BEGIN INPUT ROWS

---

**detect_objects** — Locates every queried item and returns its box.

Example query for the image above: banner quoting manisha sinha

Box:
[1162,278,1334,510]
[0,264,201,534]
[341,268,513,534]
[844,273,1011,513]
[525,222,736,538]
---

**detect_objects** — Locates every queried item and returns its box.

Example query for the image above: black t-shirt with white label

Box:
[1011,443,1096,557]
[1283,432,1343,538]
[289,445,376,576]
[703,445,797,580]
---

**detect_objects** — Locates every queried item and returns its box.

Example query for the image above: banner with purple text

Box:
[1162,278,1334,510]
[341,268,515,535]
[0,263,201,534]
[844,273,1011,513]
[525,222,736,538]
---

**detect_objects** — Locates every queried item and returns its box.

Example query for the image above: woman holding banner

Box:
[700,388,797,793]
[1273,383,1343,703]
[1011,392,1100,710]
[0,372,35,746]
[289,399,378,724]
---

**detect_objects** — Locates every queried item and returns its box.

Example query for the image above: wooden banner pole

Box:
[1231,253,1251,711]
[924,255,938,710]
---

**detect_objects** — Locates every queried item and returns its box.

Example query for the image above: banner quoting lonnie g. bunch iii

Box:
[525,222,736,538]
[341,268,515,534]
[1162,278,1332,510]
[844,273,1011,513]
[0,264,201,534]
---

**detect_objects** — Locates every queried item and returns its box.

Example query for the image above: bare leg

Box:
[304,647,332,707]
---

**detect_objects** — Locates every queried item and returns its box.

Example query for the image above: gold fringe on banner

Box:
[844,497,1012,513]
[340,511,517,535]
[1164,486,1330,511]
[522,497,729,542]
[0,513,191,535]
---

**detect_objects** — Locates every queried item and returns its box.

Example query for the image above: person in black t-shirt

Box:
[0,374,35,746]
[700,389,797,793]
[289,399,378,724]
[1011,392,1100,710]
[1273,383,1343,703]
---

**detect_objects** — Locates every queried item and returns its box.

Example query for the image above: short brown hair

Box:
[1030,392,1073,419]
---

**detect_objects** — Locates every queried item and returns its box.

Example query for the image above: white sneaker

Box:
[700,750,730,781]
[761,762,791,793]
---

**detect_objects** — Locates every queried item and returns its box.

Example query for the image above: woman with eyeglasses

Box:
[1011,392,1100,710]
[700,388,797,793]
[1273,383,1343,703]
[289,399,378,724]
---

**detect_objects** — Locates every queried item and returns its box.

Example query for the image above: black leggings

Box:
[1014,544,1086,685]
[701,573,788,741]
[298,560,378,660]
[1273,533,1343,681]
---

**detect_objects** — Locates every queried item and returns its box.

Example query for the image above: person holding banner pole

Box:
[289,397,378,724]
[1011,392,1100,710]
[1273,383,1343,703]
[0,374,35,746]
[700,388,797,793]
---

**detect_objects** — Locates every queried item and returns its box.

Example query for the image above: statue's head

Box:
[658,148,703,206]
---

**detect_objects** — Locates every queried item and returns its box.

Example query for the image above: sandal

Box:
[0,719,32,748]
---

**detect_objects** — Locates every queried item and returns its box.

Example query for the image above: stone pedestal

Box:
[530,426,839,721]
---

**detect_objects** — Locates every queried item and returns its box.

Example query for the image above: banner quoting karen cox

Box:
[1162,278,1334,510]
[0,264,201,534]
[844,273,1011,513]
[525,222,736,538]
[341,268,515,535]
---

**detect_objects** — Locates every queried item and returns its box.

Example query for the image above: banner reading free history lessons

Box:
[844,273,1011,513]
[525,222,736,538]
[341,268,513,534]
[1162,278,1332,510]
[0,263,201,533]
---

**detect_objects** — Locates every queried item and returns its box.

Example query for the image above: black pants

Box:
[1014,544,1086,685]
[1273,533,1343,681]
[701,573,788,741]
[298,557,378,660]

END INPUT ROWS

Gather every line in the records above that contains the word "person", and copy each one in full.

> EXERCISE SOLUTION:
Example query for the image above: person in black t-shirt
Example query for the image above: person holding banner pole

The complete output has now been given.